> Required work
Repeat each record below exactly, dropping the pictures.

· · ·

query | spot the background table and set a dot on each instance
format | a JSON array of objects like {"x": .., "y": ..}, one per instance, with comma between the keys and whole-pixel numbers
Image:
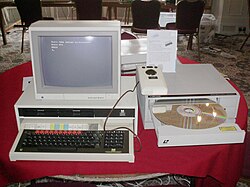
[{"x": 212, "y": 165}]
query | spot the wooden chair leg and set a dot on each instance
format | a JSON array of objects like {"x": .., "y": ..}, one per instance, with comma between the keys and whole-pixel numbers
[
  {"x": 23, "y": 31},
  {"x": 244, "y": 42},
  {"x": 190, "y": 42},
  {"x": 198, "y": 42}
]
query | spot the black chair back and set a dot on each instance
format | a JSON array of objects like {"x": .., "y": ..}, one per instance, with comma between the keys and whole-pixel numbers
[
  {"x": 89, "y": 9},
  {"x": 145, "y": 15},
  {"x": 29, "y": 11},
  {"x": 188, "y": 15}
]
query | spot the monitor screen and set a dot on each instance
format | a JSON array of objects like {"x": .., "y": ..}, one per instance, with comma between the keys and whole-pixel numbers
[{"x": 76, "y": 60}]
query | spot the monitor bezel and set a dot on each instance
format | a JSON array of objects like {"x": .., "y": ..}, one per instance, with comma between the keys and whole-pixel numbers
[{"x": 75, "y": 28}]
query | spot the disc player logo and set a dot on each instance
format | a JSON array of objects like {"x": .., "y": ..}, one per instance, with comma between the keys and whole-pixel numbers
[{"x": 165, "y": 141}]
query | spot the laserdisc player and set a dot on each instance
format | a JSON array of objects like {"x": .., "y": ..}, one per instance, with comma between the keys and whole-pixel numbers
[{"x": 199, "y": 106}]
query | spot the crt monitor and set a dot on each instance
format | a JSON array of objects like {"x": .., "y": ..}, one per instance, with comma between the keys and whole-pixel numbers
[{"x": 76, "y": 60}]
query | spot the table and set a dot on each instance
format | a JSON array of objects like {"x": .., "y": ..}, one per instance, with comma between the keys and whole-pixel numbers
[
  {"x": 65, "y": 3},
  {"x": 211, "y": 165}
]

· · ·

> Solution to the exercise
query | spot the background table and set a dot on each instance
format | a JSON array of objects like {"x": .., "y": ..}, one per instance, with comma between the keys and whole-pixel numbers
Image:
[{"x": 212, "y": 165}]
query | spot the wooden chair leg and set a dot on each instance
format | a JSON array of objects like {"x": .., "y": ..}, one per instance, with comma between the keys and whole-pixel numbers
[
  {"x": 23, "y": 31},
  {"x": 244, "y": 42},
  {"x": 190, "y": 42},
  {"x": 198, "y": 42}
]
query | spot the black chair back and set a dot on each instance
format | a JSON array of objects like {"x": .., "y": ..}, one per instance, with comma between the keys and whole-pixel numbers
[
  {"x": 89, "y": 9},
  {"x": 145, "y": 15},
  {"x": 29, "y": 11},
  {"x": 188, "y": 15}
]
query | spot the monitor screen and set a dot on each instance
format | a JSON array of objects like {"x": .., "y": ..}, one per instance, with comma between the keys and whole-pixel numbers
[{"x": 76, "y": 60}]
query | spot the monitor bezel and set a dot on each instance
format | a JSON array of objects like {"x": .., "y": ..}, one per instance, with comma between the keys and whole-pixel numbers
[{"x": 75, "y": 28}]
query | spot the disc player logo and set a dot on each instance
format | a JSON array of objects like {"x": .., "y": ..}, one per instance, with comma between the keys and whole-pixel numbers
[{"x": 165, "y": 141}]
query | spot the laserdisc player and set a dot on each instance
format | a JSON array of objects like {"x": .., "y": ..}, one per instance, with comma between the keys and whole-pixel numbers
[{"x": 199, "y": 106}]
query | spot the crt monitor and set a dot on each instance
format | a JSON array of objects like {"x": .., "y": ..}, one per instance, with comma between the keys and whole-pixel numbers
[{"x": 76, "y": 60}]
query | spot the table and set a dot on each instance
format | a JSON array of objects like {"x": .., "y": ..}, one per instance, with comma between the keys and whole-pixel numbers
[
  {"x": 65, "y": 3},
  {"x": 211, "y": 165}
]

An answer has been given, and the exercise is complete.